*TASK INSTRUCTIONS*.
A) In the article on Commando's 60th anniversary, what year was Commando first published?
B) Write out everything in the article on Commando's 60th anniversary from "Alexandria Turner, Editor-in-Chief" down to "the past year.".
C) Extend the article on Commando's 60th anniversary, starting after its final sentence.

SUPPLIED TEXT: Begin

Commando Comic Celebrates 60 Years of Action and AdventureJune 21, 2021
Commando, Britain’s longest-serving war comic, is celebrating 60 years of stories of action and adventure.
First published in 1961 by DC Thomson Media, Commando has thrilled its readers, aged 8-80, with over 5,000 issues of adventure, heroism, and comradery.
For six decades, Commando has printed four issues every two weeks, with each story focusing on the struggle against adversity, a tale of action and adventure that can be set against the background of the Roman invasion of Britain or the battlefields of Nazi-occupied Europe or, sometimes, the imagined battleground of the future.
Alexandria Turner, Editor-in-Chief of Kids’ Magazines and Comics at DC Thomson Media, said, ‘Commando is a veteran of British comics that continues to thrive, and we’re thrilled to celebrate its 60th anniversary with our readers. The comic has stayed true to key aspects of its heritage while taking risks and diversifying to stay relevant to today’s reader.’
And the comic has continued to entertain loyal readers despite the current coronavirus pandemic. Despite the challenges of the team working remotely across the globe, and publishing and distributing the comic, Commando has continued to flourish with a 21.4% increase in subscribers in the past year.

SUPPLIED TEXT: End
RECORDS PROVIDED: Begin

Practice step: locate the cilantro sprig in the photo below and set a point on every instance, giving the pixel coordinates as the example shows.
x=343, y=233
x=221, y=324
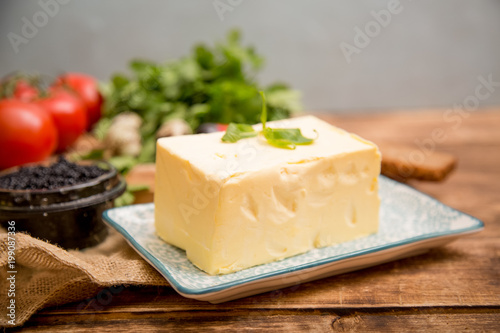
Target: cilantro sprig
x=285, y=138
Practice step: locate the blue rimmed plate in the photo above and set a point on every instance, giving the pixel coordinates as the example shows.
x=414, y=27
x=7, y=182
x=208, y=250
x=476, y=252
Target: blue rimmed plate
x=410, y=223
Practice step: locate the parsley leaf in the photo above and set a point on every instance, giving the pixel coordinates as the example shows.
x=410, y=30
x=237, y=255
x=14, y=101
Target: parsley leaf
x=285, y=138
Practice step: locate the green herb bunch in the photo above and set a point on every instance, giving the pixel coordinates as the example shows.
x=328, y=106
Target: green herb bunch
x=213, y=84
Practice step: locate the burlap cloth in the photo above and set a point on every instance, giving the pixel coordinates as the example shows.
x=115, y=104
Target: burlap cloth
x=48, y=275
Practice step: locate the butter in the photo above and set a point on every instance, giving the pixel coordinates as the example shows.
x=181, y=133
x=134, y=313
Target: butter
x=232, y=206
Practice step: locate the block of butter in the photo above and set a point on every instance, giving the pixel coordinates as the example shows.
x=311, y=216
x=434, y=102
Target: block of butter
x=236, y=205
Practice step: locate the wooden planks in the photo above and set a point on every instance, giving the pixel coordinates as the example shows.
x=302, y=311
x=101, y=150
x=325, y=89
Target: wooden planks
x=448, y=289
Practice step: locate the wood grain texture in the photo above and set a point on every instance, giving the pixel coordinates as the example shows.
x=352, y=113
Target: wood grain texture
x=449, y=289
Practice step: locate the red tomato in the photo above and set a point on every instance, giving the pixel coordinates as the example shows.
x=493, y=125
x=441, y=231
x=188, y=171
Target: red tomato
x=27, y=133
x=69, y=115
x=84, y=86
x=25, y=91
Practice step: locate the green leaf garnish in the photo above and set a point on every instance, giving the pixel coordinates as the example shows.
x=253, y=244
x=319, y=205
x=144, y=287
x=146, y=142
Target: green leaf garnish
x=236, y=132
x=285, y=138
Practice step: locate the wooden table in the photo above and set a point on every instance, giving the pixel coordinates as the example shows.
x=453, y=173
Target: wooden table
x=452, y=288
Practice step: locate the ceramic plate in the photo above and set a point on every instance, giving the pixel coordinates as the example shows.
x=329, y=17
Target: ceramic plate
x=410, y=223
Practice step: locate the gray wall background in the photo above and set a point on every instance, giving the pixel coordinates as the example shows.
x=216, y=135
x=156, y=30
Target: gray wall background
x=429, y=55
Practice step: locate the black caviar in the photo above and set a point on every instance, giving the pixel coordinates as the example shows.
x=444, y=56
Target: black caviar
x=60, y=174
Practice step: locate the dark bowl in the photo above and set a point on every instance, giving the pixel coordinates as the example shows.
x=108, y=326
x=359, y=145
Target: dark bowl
x=68, y=216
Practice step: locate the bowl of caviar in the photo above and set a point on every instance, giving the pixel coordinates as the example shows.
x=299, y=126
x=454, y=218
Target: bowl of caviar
x=60, y=201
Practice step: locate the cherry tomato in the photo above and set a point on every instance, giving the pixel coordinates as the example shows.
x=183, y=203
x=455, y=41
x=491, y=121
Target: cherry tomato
x=18, y=87
x=69, y=115
x=86, y=87
x=27, y=133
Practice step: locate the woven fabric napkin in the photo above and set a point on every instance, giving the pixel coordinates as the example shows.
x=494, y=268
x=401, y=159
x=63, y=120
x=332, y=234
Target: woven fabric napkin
x=48, y=275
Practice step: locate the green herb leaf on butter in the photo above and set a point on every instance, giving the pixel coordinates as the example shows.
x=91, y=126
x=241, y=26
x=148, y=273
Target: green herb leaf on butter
x=236, y=132
x=285, y=138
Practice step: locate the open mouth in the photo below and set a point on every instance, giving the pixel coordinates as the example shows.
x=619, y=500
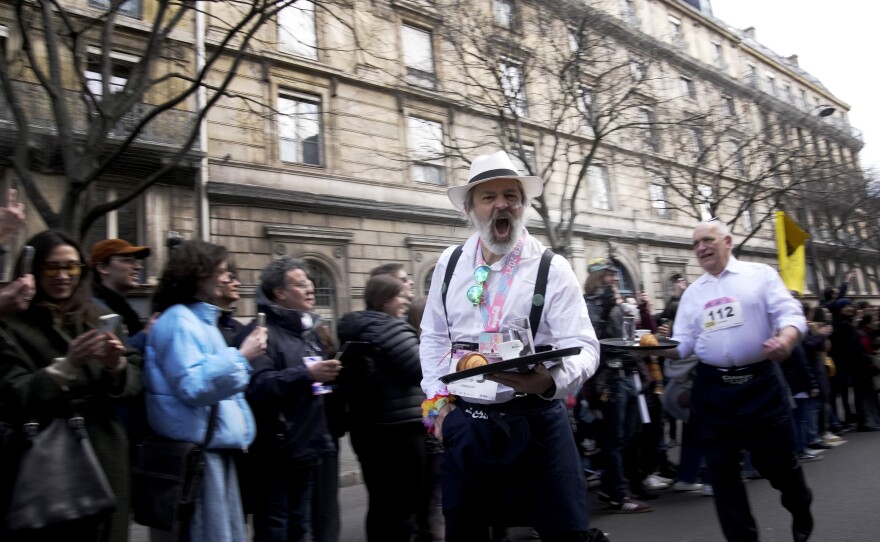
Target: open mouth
x=501, y=228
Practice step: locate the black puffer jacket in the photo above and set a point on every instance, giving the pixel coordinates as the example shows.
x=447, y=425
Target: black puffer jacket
x=383, y=383
x=291, y=420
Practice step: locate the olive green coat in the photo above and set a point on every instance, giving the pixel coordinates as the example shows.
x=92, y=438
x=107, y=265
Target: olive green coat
x=28, y=343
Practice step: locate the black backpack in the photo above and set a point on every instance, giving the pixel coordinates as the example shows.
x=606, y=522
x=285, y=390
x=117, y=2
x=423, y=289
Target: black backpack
x=537, y=296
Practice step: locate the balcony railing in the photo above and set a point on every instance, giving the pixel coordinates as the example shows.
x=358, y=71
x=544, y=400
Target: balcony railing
x=172, y=127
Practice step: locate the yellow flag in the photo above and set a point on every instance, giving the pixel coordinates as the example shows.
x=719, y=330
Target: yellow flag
x=790, y=240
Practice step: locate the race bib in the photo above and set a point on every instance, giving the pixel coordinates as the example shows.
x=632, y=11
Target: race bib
x=722, y=313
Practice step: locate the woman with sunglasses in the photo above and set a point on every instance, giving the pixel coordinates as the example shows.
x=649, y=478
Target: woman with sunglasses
x=385, y=397
x=188, y=369
x=54, y=359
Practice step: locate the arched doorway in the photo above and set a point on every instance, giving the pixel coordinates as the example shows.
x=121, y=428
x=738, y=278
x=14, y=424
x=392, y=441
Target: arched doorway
x=325, y=291
x=626, y=284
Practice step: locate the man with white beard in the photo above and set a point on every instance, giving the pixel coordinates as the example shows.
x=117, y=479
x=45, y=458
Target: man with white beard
x=510, y=456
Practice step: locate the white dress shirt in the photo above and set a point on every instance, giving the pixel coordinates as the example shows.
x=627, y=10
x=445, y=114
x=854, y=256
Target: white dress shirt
x=564, y=323
x=767, y=306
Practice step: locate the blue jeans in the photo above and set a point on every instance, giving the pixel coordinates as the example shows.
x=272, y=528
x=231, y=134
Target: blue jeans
x=806, y=417
x=620, y=414
x=282, y=505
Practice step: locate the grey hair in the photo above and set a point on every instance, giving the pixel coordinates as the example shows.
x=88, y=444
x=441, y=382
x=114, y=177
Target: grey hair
x=274, y=275
x=718, y=226
x=469, y=197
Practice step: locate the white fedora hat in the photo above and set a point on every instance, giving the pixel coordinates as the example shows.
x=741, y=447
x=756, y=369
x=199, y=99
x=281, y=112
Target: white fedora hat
x=493, y=166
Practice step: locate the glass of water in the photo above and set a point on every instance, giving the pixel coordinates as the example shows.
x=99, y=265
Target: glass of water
x=629, y=328
x=520, y=330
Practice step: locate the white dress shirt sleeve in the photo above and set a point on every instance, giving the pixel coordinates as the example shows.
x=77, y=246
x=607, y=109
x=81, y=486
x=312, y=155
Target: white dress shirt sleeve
x=435, y=346
x=566, y=323
x=784, y=309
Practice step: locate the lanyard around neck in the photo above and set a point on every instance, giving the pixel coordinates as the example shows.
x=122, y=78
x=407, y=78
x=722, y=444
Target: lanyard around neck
x=490, y=311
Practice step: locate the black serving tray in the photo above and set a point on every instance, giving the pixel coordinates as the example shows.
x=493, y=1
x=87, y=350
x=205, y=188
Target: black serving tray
x=621, y=344
x=515, y=363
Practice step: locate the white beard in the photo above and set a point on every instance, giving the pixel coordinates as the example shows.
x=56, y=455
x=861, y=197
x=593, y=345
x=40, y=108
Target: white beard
x=487, y=234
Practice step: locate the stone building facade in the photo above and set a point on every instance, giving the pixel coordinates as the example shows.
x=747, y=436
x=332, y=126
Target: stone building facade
x=360, y=113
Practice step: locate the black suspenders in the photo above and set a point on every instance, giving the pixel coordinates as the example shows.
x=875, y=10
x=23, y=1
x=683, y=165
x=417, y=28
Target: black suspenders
x=537, y=297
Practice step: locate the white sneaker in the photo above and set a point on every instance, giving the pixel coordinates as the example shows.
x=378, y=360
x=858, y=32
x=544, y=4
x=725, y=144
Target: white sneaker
x=685, y=486
x=653, y=482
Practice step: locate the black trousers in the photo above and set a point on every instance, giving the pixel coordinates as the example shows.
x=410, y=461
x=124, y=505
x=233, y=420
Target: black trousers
x=747, y=409
x=511, y=465
x=392, y=459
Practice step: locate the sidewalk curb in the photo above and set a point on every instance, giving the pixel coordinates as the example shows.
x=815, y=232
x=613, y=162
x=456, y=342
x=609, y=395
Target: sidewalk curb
x=350, y=478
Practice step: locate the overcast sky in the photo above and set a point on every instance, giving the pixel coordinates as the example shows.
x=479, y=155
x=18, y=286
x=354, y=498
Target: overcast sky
x=835, y=41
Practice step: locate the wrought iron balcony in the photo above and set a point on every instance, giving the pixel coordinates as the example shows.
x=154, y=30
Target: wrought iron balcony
x=171, y=128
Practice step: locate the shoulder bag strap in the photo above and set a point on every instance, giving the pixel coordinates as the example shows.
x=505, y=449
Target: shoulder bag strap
x=540, y=291
x=193, y=485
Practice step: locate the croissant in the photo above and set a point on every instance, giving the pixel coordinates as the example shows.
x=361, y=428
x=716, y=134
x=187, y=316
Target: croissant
x=648, y=339
x=471, y=360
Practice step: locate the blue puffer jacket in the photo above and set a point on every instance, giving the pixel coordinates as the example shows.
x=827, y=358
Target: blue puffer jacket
x=291, y=420
x=188, y=368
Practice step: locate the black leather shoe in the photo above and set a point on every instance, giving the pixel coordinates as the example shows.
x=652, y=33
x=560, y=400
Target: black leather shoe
x=802, y=526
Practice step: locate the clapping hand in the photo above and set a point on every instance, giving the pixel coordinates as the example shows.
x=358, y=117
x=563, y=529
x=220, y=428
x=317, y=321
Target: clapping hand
x=12, y=216
x=254, y=345
x=17, y=295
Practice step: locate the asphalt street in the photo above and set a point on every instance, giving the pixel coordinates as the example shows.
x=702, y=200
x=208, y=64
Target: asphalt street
x=846, y=486
x=846, y=507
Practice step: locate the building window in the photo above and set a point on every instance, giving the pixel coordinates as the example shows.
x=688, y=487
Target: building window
x=513, y=86
x=659, y=198
x=704, y=205
x=625, y=283
x=426, y=150
x=505, y=13
x=418, y=56
x=737, y=158
x=748, y=217
x=752, y=75
x=688, y=88
x=523, y=157
x=126, y=222
x=675, y=32
x=696, y=141
x=729, y=106
x=771, y=84
x=325, y=290
x=129, y=8
x=120, y=70
x=299, y=129
x=718, y=56
x=775, y=172
x=297, y=33
x=646, y=119
x=577, y=40
x=600, y=188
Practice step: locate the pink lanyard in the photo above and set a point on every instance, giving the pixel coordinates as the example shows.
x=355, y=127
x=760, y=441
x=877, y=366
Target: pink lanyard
x=492, y=318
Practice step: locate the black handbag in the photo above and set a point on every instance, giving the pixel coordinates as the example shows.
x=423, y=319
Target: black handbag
x=167, y=480
x=59, y=478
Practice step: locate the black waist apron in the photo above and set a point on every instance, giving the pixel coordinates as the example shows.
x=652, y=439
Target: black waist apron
x=516, y=463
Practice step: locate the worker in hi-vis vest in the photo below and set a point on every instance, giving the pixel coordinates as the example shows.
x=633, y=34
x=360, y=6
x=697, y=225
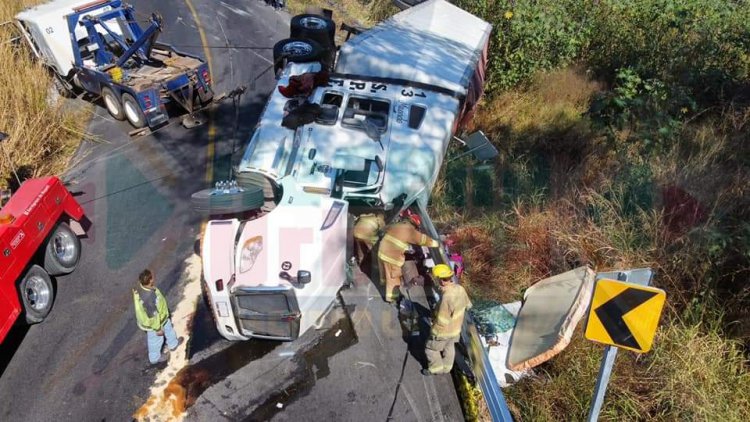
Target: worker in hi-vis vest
x=152, y=315
x=392, y=248
x=366, y=233
x=446, y=326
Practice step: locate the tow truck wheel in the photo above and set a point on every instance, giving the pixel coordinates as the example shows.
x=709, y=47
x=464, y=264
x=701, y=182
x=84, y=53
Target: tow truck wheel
x=63, y=87
x=37, y=294
x=63, y=251
x=133, y=111
x=112, y=102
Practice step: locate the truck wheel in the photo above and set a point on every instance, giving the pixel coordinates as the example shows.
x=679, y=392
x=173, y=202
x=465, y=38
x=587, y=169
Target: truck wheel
x=314, y=27
x=63, y=251
x=37, y=294
x=296, y=50
x=133, y=111
x=112, y=102
x=63, y=87
x=210, y=202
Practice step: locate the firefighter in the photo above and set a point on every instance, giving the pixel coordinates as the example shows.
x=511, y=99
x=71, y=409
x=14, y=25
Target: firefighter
x=152, y=315
x=392, y=248
x=446, y=327
x=367, y=230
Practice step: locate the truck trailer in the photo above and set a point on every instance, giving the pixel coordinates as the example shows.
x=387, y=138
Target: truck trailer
x=372, y=136
x=98, y=47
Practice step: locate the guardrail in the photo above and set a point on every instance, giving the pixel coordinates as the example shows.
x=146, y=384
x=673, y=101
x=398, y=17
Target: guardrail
x=485, y=376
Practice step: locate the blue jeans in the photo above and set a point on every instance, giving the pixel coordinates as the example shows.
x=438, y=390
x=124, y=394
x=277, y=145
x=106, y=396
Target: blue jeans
x=156, y=342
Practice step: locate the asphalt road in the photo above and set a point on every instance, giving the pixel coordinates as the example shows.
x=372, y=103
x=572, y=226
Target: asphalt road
x=86, y=362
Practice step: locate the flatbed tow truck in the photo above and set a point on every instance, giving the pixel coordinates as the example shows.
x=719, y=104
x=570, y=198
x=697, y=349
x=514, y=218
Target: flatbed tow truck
x=98, y=47
x=39, y=228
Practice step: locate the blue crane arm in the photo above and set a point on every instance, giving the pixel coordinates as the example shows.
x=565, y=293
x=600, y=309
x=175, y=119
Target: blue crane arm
x=146, y=40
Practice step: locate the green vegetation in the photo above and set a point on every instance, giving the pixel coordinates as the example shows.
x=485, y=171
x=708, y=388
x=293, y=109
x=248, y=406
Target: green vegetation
x=43, y=134
x=623, y=130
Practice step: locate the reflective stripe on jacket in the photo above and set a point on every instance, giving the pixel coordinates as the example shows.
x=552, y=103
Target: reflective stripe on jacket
x=148, y=322
x=397, y=239
x=367, y=227
x=449, y=317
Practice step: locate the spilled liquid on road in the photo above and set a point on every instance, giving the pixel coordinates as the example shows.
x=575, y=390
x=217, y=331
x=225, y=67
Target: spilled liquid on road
x=338, y=338
x=191, y=381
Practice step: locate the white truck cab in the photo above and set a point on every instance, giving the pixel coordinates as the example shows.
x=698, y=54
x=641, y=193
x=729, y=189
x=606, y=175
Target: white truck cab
x=377, y=140
x=275, y=274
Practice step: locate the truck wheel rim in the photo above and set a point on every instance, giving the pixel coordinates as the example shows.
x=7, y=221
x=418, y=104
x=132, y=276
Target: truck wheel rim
x=131, y=112
x=37, y=293
x=111, y=104
x=64, y=247
x=313, y=22
x=297, y=48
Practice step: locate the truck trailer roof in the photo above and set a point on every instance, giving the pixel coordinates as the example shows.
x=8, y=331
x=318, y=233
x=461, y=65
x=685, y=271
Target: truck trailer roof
x=48, y=22
x=388, y=115
x=433, y=43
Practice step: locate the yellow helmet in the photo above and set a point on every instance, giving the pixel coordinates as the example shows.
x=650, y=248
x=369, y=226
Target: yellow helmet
x=442, y=271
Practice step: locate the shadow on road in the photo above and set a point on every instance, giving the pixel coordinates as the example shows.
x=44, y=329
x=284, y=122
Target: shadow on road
x=11, y=343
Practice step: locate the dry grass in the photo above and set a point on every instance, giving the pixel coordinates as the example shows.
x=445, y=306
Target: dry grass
x=682, y=213
x=43, y=135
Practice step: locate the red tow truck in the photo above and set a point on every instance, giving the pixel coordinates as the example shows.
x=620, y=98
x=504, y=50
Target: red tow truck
x=36, y=242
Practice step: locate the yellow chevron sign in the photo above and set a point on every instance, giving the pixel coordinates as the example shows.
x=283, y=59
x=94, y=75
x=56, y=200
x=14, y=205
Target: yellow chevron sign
x=625, y=315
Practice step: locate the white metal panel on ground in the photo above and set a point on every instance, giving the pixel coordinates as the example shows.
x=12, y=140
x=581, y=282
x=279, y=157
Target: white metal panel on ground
x=551, y=310
x=434, y=43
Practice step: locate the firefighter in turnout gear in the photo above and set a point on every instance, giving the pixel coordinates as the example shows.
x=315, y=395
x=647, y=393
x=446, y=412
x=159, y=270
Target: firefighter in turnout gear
x=392, y=248
x=446, y=327
x=366, y=233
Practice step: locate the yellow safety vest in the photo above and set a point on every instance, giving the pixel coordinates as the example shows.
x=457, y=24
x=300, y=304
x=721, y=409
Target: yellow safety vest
x=397, y=239
x=449, y=317
x=367, y=228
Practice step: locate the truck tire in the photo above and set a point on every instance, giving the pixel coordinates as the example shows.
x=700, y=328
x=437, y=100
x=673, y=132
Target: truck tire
x=62, y=252
x=133, y=111
x=208, y=202
x=296, y=50
x=37, y=294
x=63, y=87
x=313, y=27
x=112, y=102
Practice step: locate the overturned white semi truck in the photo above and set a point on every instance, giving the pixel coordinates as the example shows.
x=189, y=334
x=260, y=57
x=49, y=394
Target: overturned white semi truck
x=373, y=136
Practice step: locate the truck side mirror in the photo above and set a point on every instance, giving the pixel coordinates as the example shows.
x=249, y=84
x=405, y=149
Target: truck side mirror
x=303, y=277
x=479, y=146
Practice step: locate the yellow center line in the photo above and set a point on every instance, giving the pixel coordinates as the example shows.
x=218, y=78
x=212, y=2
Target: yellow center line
x=210, y=149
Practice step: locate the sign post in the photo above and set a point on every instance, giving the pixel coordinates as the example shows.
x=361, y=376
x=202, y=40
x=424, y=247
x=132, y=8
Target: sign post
x=624, y=313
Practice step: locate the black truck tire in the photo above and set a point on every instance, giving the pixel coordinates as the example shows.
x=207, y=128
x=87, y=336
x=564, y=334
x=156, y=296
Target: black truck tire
x=296, y=50
x=313, y=27
x=37, y=294
x=63, y=87
x=63, y=250
x=133, y=111
x=112, y=103
x=208, y=202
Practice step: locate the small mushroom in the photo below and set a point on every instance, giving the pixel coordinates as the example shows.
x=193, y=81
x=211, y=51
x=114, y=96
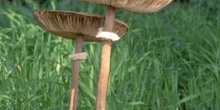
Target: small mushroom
x=79, y=27
x=146, y=6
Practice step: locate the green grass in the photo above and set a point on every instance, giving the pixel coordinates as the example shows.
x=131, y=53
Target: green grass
x=169, y=60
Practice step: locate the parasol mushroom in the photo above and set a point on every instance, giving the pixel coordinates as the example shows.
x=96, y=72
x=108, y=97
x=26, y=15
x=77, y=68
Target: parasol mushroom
x=78, y=27
x=143, y=6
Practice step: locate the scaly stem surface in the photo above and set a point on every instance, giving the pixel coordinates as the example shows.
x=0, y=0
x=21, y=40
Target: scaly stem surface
x=75, y=76
x=105, y=62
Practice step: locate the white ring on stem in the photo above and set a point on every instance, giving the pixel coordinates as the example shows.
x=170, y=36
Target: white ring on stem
x=107, y=35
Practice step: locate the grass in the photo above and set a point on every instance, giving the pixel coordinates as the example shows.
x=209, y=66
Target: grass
x=168, y=60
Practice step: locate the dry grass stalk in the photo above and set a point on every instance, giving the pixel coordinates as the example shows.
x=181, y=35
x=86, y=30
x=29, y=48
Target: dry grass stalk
x=142, y=6
x=71, y=24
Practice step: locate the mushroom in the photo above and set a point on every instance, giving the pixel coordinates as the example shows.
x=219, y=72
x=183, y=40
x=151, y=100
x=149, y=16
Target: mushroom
x=79, y=27
x=146, y=6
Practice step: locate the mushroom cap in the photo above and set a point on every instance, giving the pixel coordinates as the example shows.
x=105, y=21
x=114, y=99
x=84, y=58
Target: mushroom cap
x=141, y=6
x=71, y=25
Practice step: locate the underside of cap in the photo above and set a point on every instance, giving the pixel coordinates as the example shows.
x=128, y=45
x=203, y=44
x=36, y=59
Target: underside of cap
x=141, y=6
x=71, y=25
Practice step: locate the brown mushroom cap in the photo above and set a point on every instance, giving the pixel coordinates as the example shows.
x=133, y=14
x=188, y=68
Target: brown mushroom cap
x=72, y=24
x=142, y=6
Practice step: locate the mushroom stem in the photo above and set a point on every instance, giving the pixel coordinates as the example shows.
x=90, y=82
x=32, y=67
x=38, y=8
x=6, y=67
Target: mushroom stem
x=75, y=76
x=105, y=61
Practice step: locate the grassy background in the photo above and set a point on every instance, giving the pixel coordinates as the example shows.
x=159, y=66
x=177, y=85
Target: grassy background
x=169, y=60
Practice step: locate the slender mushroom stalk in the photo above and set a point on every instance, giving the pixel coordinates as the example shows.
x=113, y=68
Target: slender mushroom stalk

RECORDS PROVIDED: End

*LIST OF ANSWERS*.
A) Commando was first published in 1961.

B)
Alexandria Turner, Editor-in-Chief of Kids’ Magazines and Comics at DC Thomson Media, said, ‘Commando is a veteran of British comics that continues to thrive, and we’re thrilled to celebrate its 60th anniversary with our readers. The comic has stayed true to key aspects of its heritage while taking risks and diversifying to stay relevant to today’s reader.’
And the comic has continued to entertain loyal readers despite the current coronavirus pandemic. Despite the challenges of the team working remotely across the globe, and publishing and distributing the comic, Commando has continued to flourish with a 21.4% increase in subscribers in the past year.

C)
To mark the 60th anniversary, Commando is releasing nine special issues starting with a reprint of the very first issue ‘Walk — or Die!’ with a brand-new cover by British comics legend Ian Kennedy. The four comic books are all brand-new stories written by the Commando team and past editor Calum Laird — including a World War Three science fiction adventure and the long-awaited sequel to issue #1. This set also features an exclusive collection of cover art prints for subscribers. Capping off the celebration, the final set is on sale 8th July, and consists of four classic issues from the Golden Age of Commando voted for by fans and topped off with brand-new covers from modern artists.
Ian Kennedy, who first started illustrating for Commando in 1970, said, ‘When the first Commando hit the shelves, I had been freelancing for seven years. The next, as they say, is history!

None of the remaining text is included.